#### Document extract
....

Event Name: Albert parkrun, Melbourne
Event Date: 28/06/2025
Total Participants: 762
Average Time: 31:24
Average Age Grade: 51.29%


## I've done the analysis for Albert Melbourne, now to do it for all 49 Melbourne parkruns.

In [19]:
# First I'm bringing in the csv I greated in Notebook 01.

import csv

input_csv = 'melb_parkruns.csv'

with open(input_csv, newline='', encoding='utf-8') as f:
    reader = csv.DictReader(f)
    for row in reader:
        print(row['eventname'])

albertmelbourne
highlands
hastingsforeshore
diamondcreek
berwicksprings
pointcook
westerfolds
lillydalelake
maribyrnong
pakenham
toolerncreek
froghollow
parkville
brimbank
coburg
jells
altonabeach
wyndhamvale
studley
lalor
chelseabicentennial
wilsonbotanic
karkarook
mullummullum
darebin
mernda
newportlakes
sunbury
marriottwaters
gardinerscreek
rosebud
kmreedyreserve
birdslandreserve
berwickwaters
aurora
warringalparklands
dandenong
cyrilcurtainreserve
cascadesonclydewetlands
dorsetrecreationreserve
frankstonnatureconservationres
lewisparkreserve
warrandyteriverreserve
kirkdalereserve
woodlandshistoricpark
maroondahdam
emeraldlake
aintreereserve
belvedere


In [22]:
# Check to make sure it's reading all 49 event names.

count = 0
with open(input_csv, newline='', encoding='utf-8') as f:
    reader = csv.DictReader(f)
    for row in reader:
        if row['eventname'].strip():
            count += 1

print(f"Total event names: {count}")

....

Image object location entries:
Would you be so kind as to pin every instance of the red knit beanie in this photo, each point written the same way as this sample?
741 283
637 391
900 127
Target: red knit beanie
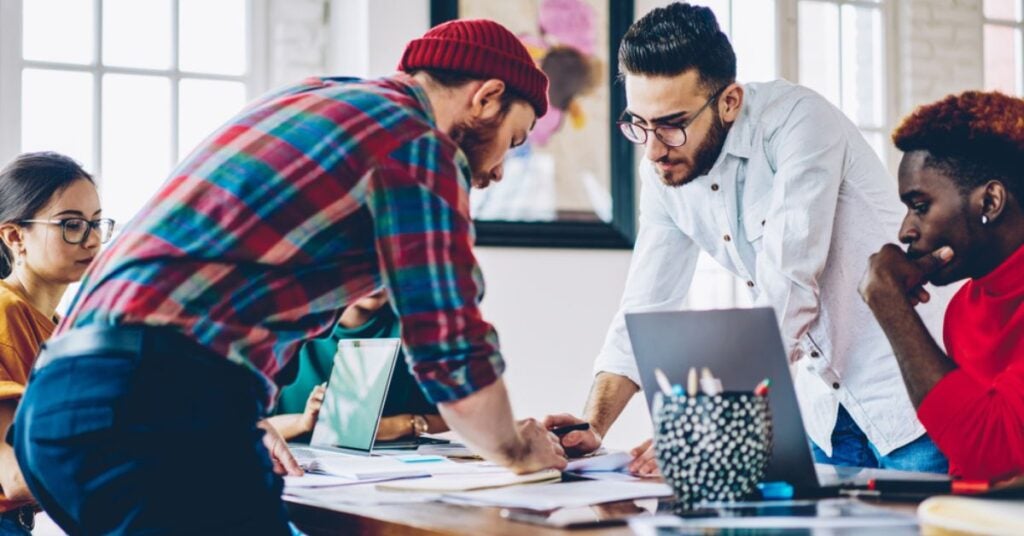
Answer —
483 48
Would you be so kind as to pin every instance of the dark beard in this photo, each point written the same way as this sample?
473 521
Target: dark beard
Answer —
708 153
474 139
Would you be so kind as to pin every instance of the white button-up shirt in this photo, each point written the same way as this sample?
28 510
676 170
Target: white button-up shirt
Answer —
795 205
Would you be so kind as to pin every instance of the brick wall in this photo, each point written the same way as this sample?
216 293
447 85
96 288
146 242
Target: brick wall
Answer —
940 49
297 31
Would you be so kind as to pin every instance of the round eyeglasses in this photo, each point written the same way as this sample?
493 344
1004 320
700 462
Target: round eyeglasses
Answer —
671 135
76 231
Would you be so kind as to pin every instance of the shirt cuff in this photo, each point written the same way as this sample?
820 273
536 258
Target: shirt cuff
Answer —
10 389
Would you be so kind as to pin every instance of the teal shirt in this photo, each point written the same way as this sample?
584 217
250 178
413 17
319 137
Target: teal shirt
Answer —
316 359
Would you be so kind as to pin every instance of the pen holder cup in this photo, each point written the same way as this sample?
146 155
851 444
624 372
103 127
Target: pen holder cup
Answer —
712 449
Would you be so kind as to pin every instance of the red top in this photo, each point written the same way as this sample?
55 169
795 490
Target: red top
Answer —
975 414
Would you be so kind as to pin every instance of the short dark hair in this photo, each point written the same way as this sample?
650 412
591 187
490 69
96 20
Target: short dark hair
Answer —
27 184
456 79
674 39
973 137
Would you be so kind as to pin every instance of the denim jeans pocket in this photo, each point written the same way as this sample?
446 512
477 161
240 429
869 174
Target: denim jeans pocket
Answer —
75 396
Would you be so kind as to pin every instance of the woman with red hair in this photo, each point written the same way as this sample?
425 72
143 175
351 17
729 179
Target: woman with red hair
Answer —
962 178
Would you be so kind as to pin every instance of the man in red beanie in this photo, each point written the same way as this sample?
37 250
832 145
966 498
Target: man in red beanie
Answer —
308 200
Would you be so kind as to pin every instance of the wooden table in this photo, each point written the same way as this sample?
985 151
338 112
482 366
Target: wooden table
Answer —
421 520
438 519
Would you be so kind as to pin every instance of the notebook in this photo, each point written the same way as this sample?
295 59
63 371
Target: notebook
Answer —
355 394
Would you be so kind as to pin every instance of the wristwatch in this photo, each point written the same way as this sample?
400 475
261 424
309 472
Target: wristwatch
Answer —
420 425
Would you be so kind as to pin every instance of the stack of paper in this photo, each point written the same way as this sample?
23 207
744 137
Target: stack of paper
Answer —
614 461
561 495
470 480
364 467
965 514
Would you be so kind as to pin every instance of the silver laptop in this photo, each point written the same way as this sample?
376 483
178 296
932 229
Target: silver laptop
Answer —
355 394
742 347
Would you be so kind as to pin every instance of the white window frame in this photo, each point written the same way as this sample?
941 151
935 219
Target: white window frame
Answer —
1019 26
12 65
788 49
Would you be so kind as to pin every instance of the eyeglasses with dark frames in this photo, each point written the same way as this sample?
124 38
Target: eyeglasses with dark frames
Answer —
76 231
671 135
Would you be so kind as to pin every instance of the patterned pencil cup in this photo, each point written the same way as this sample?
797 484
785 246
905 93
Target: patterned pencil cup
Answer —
712 448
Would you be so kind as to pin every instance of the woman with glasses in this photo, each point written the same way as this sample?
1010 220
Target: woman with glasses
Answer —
50 230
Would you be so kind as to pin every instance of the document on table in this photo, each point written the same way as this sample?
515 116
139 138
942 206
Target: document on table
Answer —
827 516
560 495
605 462
357 467
466 481
360 494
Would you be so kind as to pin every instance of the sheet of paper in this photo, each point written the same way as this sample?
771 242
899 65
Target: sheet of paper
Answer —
561 495
614 476
311 480
610 461
361 494
470 481
363 467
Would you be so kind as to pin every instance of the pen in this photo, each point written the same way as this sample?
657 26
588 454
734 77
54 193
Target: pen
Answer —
562 430
711 385
936 487
884 495
663 382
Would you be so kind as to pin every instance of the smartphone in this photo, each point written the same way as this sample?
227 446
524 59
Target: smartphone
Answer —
576 518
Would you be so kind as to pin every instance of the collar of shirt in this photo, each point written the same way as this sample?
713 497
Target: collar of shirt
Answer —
739 140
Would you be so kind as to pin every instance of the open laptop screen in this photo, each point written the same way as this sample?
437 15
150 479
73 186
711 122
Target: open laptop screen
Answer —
355 394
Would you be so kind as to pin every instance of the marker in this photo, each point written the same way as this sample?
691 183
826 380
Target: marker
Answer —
711 385
663 382
937 487
562 430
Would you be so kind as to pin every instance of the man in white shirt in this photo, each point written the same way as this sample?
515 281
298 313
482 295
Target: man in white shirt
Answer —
780 188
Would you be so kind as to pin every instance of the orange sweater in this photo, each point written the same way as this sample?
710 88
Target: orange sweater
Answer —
23 330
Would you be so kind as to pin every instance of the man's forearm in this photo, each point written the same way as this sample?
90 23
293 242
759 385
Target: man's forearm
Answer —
921 360
483 420
608 396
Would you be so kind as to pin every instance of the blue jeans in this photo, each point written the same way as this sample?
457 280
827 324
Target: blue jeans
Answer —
160 439
850 447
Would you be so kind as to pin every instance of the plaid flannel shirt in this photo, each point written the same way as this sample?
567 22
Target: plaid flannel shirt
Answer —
307 200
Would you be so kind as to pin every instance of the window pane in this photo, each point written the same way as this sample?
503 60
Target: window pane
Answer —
1001 57
213 36
136 141
754 39
57 114
58 31
205 106
137 33
863 70
1003 9
818 38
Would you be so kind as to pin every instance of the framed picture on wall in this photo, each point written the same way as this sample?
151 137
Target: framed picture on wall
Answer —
571 183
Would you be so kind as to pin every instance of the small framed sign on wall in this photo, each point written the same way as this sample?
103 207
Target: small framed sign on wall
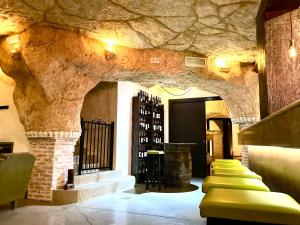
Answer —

....

#### Task A
In the parkrun notebook excerpt, which event names in the printed list begin with the letter "w"?
#### Task B
Reproduce the part of the parkrun notebook excerpt starting at "Event Name: Albert" and ending at "in Notebook 01.".

#### Full answer A
westerfolds, wyndhamvale, wilsonbotanic, warringalparklands, warrandyteriverreserve, woodlandshistoricpark

#### Full answer B
Event Name: Albert parkrun, Melbourne
Event Date: 28/06/2025
Total Participants: 762
Average Time: 31:24
Average Age Grade: 51.29%


## I've done the analysis for Albert Melbourne, now to do it for all 49 Melbourne parkruns.

In [19]:
# First I'm bringing in the csv I greated in Notebook 01.